**Stored data**
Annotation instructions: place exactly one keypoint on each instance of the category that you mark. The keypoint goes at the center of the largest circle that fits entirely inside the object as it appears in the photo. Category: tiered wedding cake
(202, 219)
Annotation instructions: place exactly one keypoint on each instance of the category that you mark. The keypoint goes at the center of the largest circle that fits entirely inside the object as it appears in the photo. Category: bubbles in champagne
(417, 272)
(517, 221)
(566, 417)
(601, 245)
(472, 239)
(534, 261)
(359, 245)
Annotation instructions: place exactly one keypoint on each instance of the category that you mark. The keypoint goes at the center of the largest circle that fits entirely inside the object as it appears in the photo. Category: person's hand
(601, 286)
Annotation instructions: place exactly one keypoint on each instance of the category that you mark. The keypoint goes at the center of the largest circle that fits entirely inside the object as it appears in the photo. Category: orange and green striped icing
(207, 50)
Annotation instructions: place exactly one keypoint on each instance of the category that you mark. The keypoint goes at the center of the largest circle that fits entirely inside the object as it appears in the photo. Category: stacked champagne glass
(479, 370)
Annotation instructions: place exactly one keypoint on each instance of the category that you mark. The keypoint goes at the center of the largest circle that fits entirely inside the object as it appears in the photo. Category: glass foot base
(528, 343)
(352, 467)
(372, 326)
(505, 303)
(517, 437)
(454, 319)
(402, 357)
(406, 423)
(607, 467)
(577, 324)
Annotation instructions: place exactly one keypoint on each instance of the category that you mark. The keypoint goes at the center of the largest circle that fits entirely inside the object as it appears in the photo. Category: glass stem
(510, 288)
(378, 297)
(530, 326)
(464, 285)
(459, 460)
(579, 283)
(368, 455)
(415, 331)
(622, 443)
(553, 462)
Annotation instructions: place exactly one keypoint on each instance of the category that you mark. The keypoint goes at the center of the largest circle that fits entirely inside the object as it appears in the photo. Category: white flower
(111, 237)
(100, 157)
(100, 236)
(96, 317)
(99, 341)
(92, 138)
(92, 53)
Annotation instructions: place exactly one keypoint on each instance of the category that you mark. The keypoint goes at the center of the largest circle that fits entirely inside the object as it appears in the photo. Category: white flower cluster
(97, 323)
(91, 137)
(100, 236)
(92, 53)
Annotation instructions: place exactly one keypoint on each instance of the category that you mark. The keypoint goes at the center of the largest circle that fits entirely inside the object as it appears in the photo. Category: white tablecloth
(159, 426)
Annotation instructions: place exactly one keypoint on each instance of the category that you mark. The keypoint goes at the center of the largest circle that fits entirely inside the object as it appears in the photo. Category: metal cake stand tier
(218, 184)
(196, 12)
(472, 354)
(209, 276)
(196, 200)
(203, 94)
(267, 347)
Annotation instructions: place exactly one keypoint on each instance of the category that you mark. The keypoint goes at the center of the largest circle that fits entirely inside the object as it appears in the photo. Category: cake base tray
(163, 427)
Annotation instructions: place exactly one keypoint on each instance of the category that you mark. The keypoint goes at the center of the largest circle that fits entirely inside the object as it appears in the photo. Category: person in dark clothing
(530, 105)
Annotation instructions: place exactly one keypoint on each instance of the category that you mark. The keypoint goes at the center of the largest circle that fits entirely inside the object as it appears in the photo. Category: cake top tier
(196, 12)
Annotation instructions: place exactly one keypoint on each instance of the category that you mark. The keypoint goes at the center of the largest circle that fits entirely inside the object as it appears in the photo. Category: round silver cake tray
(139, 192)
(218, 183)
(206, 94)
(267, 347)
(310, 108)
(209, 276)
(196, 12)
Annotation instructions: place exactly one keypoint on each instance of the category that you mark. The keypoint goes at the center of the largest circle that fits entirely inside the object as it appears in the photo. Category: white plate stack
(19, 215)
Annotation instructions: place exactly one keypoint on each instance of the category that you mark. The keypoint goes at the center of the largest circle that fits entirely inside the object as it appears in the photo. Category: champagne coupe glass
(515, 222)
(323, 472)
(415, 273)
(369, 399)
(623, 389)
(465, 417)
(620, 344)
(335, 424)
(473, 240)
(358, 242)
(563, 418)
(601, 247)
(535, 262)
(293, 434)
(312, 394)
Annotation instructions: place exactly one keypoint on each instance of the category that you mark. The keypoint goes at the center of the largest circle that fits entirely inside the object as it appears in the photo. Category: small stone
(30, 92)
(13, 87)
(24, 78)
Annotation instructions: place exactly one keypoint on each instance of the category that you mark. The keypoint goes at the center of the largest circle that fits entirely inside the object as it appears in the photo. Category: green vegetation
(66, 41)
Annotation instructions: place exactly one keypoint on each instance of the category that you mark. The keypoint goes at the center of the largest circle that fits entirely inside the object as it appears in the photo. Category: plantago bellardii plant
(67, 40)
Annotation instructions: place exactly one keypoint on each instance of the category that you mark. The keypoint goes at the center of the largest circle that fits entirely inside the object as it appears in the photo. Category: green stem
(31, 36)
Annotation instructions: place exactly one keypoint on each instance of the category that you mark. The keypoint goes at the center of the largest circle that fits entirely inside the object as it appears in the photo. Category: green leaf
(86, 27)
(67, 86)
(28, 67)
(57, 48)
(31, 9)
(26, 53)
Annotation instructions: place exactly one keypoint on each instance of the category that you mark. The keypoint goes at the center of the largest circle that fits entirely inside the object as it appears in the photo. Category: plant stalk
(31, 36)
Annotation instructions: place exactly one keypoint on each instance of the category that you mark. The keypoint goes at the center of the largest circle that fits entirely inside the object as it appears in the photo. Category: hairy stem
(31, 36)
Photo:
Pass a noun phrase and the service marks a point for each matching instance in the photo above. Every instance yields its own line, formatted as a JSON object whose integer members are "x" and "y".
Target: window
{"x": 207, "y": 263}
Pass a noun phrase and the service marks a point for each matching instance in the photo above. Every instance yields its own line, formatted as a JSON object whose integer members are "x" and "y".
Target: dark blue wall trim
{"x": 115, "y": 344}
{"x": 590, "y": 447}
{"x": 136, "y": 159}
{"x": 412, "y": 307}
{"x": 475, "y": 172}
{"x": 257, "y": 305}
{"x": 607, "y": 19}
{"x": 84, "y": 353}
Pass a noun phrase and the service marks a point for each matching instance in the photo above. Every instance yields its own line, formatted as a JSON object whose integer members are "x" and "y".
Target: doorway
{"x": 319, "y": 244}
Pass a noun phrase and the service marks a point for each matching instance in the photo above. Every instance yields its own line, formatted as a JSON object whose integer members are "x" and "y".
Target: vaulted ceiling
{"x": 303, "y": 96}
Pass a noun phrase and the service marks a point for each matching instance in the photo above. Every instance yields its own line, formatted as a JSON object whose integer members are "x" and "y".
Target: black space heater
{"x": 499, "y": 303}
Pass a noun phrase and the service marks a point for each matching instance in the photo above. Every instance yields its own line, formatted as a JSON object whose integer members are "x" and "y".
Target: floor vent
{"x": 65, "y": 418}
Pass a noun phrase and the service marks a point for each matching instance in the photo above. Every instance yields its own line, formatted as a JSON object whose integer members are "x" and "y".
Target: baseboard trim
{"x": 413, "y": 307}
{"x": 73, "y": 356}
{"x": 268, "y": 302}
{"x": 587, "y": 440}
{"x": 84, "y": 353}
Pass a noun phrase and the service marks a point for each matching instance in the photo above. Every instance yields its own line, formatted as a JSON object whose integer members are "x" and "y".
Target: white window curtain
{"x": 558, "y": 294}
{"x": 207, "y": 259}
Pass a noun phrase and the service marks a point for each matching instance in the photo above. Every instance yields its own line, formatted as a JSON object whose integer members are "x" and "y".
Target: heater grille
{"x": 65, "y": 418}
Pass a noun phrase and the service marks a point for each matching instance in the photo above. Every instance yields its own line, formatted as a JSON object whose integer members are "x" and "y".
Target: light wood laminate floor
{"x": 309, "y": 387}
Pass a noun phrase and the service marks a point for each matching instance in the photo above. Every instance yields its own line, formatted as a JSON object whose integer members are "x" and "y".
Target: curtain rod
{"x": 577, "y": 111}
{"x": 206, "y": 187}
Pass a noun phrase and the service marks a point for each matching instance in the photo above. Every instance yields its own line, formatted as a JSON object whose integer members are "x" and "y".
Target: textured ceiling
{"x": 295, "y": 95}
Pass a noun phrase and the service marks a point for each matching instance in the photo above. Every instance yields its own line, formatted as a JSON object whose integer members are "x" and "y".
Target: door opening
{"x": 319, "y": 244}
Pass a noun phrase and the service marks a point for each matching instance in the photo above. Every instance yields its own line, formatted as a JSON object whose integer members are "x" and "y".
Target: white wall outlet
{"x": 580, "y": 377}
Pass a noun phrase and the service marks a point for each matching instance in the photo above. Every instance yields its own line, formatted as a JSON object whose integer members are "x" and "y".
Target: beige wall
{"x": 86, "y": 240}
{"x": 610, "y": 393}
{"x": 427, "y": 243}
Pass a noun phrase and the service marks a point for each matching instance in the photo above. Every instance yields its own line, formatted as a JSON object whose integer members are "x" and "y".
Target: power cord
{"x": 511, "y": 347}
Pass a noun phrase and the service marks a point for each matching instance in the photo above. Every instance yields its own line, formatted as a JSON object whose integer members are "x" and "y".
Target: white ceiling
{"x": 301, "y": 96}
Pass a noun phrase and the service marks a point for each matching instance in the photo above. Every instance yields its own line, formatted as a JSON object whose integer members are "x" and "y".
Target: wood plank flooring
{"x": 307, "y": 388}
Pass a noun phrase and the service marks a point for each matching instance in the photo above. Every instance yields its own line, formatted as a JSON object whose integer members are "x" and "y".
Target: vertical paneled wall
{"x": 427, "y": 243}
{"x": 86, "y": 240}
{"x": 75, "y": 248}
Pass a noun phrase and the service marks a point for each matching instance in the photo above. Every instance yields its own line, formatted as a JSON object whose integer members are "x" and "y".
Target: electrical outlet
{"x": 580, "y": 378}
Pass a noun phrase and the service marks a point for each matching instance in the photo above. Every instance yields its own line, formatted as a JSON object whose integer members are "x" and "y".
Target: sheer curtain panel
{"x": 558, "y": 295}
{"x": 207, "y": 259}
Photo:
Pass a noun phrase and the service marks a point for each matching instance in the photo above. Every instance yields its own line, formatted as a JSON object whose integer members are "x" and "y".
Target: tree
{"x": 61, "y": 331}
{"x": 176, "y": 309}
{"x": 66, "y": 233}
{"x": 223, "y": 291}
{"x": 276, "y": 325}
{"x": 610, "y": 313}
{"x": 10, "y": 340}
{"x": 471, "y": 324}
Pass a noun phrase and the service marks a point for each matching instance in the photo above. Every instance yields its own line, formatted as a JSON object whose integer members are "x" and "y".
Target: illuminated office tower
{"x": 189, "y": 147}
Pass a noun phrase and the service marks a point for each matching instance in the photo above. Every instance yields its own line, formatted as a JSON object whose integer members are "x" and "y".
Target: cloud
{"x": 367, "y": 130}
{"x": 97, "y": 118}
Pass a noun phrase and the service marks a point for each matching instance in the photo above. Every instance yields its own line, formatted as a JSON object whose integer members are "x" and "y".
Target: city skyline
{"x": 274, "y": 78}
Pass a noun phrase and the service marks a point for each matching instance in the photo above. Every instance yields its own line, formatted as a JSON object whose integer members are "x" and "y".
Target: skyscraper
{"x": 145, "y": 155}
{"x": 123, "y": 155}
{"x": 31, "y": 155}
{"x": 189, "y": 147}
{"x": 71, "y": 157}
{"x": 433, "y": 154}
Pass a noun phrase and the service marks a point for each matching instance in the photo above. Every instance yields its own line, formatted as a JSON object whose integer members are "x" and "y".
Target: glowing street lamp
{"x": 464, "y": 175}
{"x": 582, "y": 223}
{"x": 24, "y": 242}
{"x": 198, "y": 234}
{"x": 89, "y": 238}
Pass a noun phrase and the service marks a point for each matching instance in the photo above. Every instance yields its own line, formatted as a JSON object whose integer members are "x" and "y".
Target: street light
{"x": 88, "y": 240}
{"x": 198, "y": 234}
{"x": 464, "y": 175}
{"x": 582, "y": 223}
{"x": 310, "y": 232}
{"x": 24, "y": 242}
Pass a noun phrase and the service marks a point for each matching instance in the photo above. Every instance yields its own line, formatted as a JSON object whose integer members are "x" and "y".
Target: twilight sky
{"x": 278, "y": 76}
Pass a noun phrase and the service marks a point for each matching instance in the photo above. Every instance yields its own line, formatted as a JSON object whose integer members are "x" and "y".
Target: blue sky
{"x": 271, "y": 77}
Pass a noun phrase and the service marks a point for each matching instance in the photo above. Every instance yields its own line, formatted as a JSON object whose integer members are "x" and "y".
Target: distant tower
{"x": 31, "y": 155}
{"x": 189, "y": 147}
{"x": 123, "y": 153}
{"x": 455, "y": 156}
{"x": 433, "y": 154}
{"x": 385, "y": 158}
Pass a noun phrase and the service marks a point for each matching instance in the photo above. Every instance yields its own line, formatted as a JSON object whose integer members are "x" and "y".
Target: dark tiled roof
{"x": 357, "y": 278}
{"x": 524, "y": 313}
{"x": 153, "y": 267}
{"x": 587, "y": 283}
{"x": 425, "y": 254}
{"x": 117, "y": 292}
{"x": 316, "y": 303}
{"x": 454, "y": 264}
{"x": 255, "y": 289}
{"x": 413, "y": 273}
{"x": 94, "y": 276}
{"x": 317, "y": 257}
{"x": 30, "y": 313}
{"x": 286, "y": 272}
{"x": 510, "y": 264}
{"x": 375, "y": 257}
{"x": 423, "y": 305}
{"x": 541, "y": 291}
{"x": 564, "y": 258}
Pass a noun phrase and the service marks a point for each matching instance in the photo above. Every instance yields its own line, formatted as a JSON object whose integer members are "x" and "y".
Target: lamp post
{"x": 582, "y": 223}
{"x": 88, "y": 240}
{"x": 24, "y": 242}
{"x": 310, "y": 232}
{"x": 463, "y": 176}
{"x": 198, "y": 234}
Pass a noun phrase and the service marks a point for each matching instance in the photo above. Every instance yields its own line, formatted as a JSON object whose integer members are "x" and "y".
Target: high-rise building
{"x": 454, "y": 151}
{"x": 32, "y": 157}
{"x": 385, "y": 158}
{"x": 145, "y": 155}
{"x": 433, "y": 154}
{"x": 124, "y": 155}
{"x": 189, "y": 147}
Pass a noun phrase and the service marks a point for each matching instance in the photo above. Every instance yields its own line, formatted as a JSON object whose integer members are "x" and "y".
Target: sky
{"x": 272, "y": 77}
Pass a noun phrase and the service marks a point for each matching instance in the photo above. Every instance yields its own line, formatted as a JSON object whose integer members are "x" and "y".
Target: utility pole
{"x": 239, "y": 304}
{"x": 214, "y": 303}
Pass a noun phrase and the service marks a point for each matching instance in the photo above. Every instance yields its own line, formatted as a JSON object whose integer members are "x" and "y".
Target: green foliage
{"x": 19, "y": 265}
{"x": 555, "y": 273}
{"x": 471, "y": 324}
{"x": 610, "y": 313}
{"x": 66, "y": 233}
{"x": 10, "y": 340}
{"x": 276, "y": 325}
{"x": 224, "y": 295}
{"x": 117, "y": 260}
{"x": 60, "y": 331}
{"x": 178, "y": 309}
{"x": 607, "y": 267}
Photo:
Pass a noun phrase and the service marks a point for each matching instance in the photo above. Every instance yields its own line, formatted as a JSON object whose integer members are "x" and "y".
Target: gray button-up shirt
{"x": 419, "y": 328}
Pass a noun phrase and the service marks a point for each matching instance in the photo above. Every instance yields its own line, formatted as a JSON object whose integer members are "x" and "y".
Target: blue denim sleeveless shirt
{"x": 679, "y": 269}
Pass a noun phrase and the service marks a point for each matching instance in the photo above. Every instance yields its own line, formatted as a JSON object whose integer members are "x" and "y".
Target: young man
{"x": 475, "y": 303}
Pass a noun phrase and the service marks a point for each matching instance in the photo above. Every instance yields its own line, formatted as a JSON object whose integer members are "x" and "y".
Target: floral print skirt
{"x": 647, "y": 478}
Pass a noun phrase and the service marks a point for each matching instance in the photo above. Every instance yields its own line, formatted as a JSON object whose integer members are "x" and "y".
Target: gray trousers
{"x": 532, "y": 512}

**Given instruction**
Report every line in the entries above that contains the word "tower", matching case exactly.

**Full response**
Target: illuminated office tower
Target: distant tower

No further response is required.